***** MATERIAL PROVIDED *****
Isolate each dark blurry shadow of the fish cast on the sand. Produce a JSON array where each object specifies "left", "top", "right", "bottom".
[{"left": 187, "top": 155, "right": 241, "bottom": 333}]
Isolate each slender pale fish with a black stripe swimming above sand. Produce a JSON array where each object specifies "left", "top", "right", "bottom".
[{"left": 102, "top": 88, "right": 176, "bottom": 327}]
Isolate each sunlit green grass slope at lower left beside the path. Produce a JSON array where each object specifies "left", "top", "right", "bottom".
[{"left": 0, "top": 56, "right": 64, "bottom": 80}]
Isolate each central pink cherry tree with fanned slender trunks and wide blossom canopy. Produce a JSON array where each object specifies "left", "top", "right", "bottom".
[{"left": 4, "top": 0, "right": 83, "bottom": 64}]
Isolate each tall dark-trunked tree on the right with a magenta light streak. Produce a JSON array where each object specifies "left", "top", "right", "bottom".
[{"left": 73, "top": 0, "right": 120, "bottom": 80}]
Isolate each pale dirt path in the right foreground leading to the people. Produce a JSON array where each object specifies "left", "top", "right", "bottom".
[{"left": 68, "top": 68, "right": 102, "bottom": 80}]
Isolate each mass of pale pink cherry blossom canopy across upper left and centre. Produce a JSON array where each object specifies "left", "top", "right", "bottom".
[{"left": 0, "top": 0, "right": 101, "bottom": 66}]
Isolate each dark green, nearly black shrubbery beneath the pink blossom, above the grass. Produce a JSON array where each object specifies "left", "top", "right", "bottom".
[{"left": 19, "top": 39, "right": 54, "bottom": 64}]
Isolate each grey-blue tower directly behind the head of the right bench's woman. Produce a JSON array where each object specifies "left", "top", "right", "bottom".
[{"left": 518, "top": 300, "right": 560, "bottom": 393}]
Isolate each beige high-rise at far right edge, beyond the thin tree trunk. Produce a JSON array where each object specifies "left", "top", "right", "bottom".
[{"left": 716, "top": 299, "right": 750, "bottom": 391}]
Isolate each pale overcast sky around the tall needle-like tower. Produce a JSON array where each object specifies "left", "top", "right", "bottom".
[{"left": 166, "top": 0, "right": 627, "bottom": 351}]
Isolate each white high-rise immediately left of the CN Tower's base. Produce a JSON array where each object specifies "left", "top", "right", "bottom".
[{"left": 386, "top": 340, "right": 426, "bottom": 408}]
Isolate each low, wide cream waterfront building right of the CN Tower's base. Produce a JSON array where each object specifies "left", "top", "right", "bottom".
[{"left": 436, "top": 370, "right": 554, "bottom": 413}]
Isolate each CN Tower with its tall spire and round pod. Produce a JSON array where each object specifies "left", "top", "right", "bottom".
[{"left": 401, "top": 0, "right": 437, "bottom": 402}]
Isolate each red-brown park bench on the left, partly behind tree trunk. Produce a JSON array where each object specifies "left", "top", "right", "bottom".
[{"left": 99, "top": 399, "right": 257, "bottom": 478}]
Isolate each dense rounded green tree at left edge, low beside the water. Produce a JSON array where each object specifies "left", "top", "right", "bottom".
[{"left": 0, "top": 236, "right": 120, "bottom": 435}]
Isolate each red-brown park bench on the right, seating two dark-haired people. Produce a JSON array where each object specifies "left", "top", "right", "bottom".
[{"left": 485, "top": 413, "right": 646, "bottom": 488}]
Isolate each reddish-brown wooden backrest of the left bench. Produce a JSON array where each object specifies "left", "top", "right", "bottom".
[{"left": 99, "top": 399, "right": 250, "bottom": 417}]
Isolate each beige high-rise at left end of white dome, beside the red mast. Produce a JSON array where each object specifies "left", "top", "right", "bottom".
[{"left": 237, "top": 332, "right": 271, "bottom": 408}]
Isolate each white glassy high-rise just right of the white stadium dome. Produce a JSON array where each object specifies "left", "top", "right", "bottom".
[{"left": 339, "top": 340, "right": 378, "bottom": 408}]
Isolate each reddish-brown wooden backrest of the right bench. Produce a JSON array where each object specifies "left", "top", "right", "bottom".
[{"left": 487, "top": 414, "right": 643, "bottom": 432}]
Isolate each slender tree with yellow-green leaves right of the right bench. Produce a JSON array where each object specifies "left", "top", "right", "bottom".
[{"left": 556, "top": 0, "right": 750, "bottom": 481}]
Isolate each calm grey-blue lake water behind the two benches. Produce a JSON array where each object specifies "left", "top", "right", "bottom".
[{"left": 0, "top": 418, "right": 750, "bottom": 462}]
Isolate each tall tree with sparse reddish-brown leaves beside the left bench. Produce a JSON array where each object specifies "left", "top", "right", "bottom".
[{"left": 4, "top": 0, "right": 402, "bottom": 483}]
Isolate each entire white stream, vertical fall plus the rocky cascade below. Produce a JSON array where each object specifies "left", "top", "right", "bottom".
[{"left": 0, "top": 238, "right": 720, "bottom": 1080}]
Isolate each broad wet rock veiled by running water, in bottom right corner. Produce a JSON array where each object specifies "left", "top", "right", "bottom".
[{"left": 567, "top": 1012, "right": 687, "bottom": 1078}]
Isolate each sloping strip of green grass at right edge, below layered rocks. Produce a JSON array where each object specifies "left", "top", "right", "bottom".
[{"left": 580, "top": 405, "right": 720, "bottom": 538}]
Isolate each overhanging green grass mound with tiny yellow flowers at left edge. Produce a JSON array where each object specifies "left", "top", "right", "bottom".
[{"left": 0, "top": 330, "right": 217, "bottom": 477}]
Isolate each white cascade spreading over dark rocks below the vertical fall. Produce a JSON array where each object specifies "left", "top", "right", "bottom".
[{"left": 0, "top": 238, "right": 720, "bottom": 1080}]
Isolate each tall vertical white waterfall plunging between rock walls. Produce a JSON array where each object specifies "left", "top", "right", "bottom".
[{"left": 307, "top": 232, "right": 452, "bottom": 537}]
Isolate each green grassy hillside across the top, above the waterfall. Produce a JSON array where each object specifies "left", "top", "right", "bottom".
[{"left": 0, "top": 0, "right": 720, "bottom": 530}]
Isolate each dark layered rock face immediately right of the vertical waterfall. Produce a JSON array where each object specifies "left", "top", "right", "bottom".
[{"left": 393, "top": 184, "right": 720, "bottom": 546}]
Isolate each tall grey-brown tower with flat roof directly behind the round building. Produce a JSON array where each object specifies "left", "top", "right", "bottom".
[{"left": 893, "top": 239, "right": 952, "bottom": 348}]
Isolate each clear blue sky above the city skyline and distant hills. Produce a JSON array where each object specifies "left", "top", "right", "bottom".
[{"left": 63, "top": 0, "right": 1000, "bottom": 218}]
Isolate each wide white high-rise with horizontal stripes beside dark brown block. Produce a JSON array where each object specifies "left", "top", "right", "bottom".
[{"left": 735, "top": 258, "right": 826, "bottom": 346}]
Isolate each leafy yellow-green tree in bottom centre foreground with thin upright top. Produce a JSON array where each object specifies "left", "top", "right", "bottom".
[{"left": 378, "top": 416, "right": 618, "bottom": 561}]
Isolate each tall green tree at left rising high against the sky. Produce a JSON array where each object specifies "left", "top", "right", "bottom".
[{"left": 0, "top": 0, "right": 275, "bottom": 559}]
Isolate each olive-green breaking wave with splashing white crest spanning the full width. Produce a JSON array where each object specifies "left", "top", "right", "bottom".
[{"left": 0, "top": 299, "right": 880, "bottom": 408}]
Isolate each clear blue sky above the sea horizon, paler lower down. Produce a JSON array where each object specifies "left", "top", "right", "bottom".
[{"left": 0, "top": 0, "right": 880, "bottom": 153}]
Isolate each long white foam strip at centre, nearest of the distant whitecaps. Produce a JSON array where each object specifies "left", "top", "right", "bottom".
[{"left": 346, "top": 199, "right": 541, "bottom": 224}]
*****
> TASK INSTRUCTIONS
Please write out the entries above in full, exactly as they read.

> THE ANSWER
Isolate each dark blurry shadow of the fish cast on the sand. Produce a JSON array where each object specifies "left", "top", "right", "bottom".
[{"left": 187, "top": 155, "right": 241, "bottom": 333}]
Isolate each slender pale fish with a black stripe swimming above sand. Produce a JSON array where each object specifies "left", "top", "right", "bottom".
[{"left": 102, "top": 88, "right": 176, "bottom": 327}]
Isolate each sunlit green grass slope at lower left beside the path. Produce a JSON array where each object specifies "left", "top", "right", "bottom".
[{"left": 0, "top": 56, "right": 64, "bottom": 80}]
Isolate each central pink cherry tree with fanned slender trunks and wide blossom canopy. Produce a JSON array where each object specifies "left", "top", "right", "bottom".
[{"left": 4, "top": 0, "right": 83, "bottom": 64}]
Isolate each tall dark-trunked tree on the right with a magenta light streak. Produce a JSON array where each object specifies "left", "top", "right", "bottom".
[{"left": 73, "top": 0, "right": 120, "bottom": 80}]
Isolate each pale dirt path in the right foreground leading to the people. Produce a JSON array where each object specifies "left", "top", "right", "bottom".
[{"left": 68, "top": 68, "right": 102, "bottom": 80}]
Isolate each mass of pale pink cherry blossom canopy across upper left and centre. Produce a JSON array where each object specifies "left", "top", "right", "bottom".
[{"left": 0, "top": 0, "right": 101, "bottom": 66}]
Isolate each dark green, nearly black shrubbery beneath the pink blossom, above the grass. Produce a JSON array where each object specifies "left", "top", "right", "bottom".
[{"left": 19, "top": 39, "right": 54, "bottom": 64}]
Isolate each grey-blue tower directly behind the head of the right bench's woman. Produce a JSON array where each object specifies "left", "top", "right", "bottom".
[{"left": 518, "top": 300, "right": 560, "bottom": 393}]
Isolate each beige high-rise at far right edge, beyond the thin tree trunk. Produce a JSON array where each object specifies "left", "top", "right", "bottom".
[{"left": 716, "top": 299, "right": 750, "bottom": 391}]
Isolate each pale overcast sky around the tall needle-like tower. Produce a JSON array where each object specifies "left", "top", "right", "bottom".
[{"left": 166, "top": 0, "right": 627, "bottom": 351}]
Isolate each white high-rise immediately left of the CN Tower's base. Produce a JSON array where each object specifies "left", "top", "right", "bottom".
[{"left": 386, "top": 340, "right": 426, "bottom": 408}]
Isolate each low, wide cream waterfront building right of the CN Tower's base. Produce a JSON array where each object specifies "left", "top", "right", "bottom".
[{"left": 436, "top": 370, "right": 554, "bottom": 413}]
Isolate each CN Tower with its tall spire and round pod. Produce a JSON array where each object specifies "left", "top", "right", "bottom".
[{"left": 401, "top": 0, "right": 437, "bottom": 402}]
Isolate each red-brown park bench on the left, partly behind tree trunk. Produce a JSON array where each object specifies "left", "top", "right", "bottom".
[{"left": 99, "top": 399, "right": 257, "bottom": 478}]
Isolate each dense rounded green tree at left edge, low beside the water. Produce a JSON array where each object specifies "left", "top", "right", "bottom".
[{"left": 0, "top": 236, "right": 120, "bottom": 435}]
Isolate each red-brown park bench on the right, seating two dark-haired people. Produce a JSON array where each object specifies "left", "top", "right", "bottom".
[{"left": 485, "top": 413, "right": 646, "bottom": 488}]
Isolate each reddish-brown wooden backrest of the left bench. Produce a JSON array where each object specifies "left", "top", "right", "bottom".
[{"left": 99, "top": 399, "right": 250, "bottom": 417}]
Isolate each beige high-rise at left end of white dome, beside the red mast. Produce a JSON array where each object specifies "left", "top", "right", "bottom".
[{"left": 237, "top": 332, "right": 271, "bottom": 408}]
Isolate each white glassy high-rise just right of the white stadium dome. Produce a JSON array where each object specifies "left", "top", "right", "bottom".
[{"left": 339, "top": 340, "right": 378, "bottom": 408}]
Isolate each reddish-brown wooden backrest of the right bench. Produce a JSON array where each object specifies "left", "top", "right", "bottom".
[{"left": 487, "top": 414, "right": 643, "bottom": 432}]
Isolate each slender tree with yellow-green leaves right of the right bench. Produce a JSON array where each object specifies "left", "top", "right", "bottom".
[{"left": 556, "top": 0, "right": 750, "bottom": 481}]
Isolate each calm grey-blue lake water behind the two benches. Produce a JSON array where each object specifies "left", "top", "right", "bottom".
[{"left": 0, "top": 418, "right": 750, "bottom": 462}]
Isolate each tall tree with sparse reddish-brown leaves beside the left bench. Produce a JSON array where each object specifies "left", "top", "right", "bottom".
[{"left": 4, "top": 0, "right": 402, "bottom": 483}]
Isolate each entire white stream, vertical fall plus the rocky cascade below. Produce a JSON array where each object specifies "left", "top", "right", "bottom".
[{"left": 0, "top": 238, "right": 720, "bottom": 1080}]
Isolate each broad wet rock veiled by running water, in bottom right corner. Produce a JSON array where each object specifies "left", "top", "right", "bottom".
[{"left": 567, "top": 1012, "right": 687, "bottom": 1078}]
Isolate each sloping strip of green grass at right edge, below layered rocks. Produce a JSON array where each object specifies "left", "top", "right", "bottom".
[{"left": 580, "top": 405, "right": 720, "bottom": 538}]
Isolate each overhanging green grass mound with tiny yellow flowers at left edge. Produce a JSON array where each object specifies "left", "top", "right", "bottom".
[{"left": 0, "top": 330, "right": 217, "bottom": 477}]
Isolate each white cascade spreading over dark rocks below the vertical fall. Produce a JSON array where each object specifies "left", "top", "right", "bottom".
[{"left": 0, "top": 238, "right": 720, "bottom": 1080}]
Isolate each tall vertical white waterfall plunging between rock walls. Produce a JSON array where each object specifies "left", "top", "right", "bottom".
[{"left": 307, "top": 232, "right": 452, "bottom": 537}]
Isolate each green grassy hillside across the top, above the waterfall. Produce a JSON array where each object specifies "left", "top", "right", "bottom".
[{"left": 0, "top": 0, "right": 720, "bottom": 530}]
Isolate each dark layered rock face immediately right of the vertical waterfall. Produce a JSON array where each object specifies "left", "top", "right", "bottom".
[{"left": 393, "top": 184, "right": 720, "bottom": 546}]
Isolate each tall grey-brown tower with flat roof directly behind the round building. Produce a JSON array where each object specifies "left", "top", "right", "bottom".
[{"left": 893, "top": 239, "right": 952, "bottom": 348}]
Isolate each clear blue sky above the city skyline and distant hills. Produce a JSON array where each object specifies "left", "top", "right", "bottom".
[{"left": 63, "top": 0, "right": 1000, "bottom": 218}]
Isolate each wide white high-rise with horizontal stripes beside dark brown block. Produce a JSON array where each object specifies "left", "top", "right", "bottom".
[{"left": 735, "top": 258, "right": 826, "bottom": 346}]
Isolate each leafy yellow-green tree in bottom centre foreground with thin upright top. Produce a JSON array where each object specifies "left", "top", "right", "bottom".
[{"left": 378, "top": 416, "right": 618, "bottom": 561}]
Isolate each tall green tree at left rising high against the sky. Produce a JSON array where each object specifies "left", "top", "right", "bottom".
[{"left": 0, "top": 0, "right": 275, "bottom": 559}]
Isolate each olive-green breaking wave with splashing white crest spanning the full width. Produce a JSON array where each object specifies "left", "top", "right", "bottom".
[{"left": 0, "top": 299, "right": 880, "bottom": 408}]
Isolate each clear blue sky above the sea horizon, paler lower down. Produce a JSON array where each object specifies "left", "top", "right", "bottom".
[{"left": 0, "top": 0, "right": 880, "bottom": 153}]
Isolate each long white foam strip at centre, nearest of the distant whitecaps. Produce a JSON array where each object specifies "left", "top", "right", "bottom".
[{"left": 346, "top": 199, "right": 541, "bottom": 224}]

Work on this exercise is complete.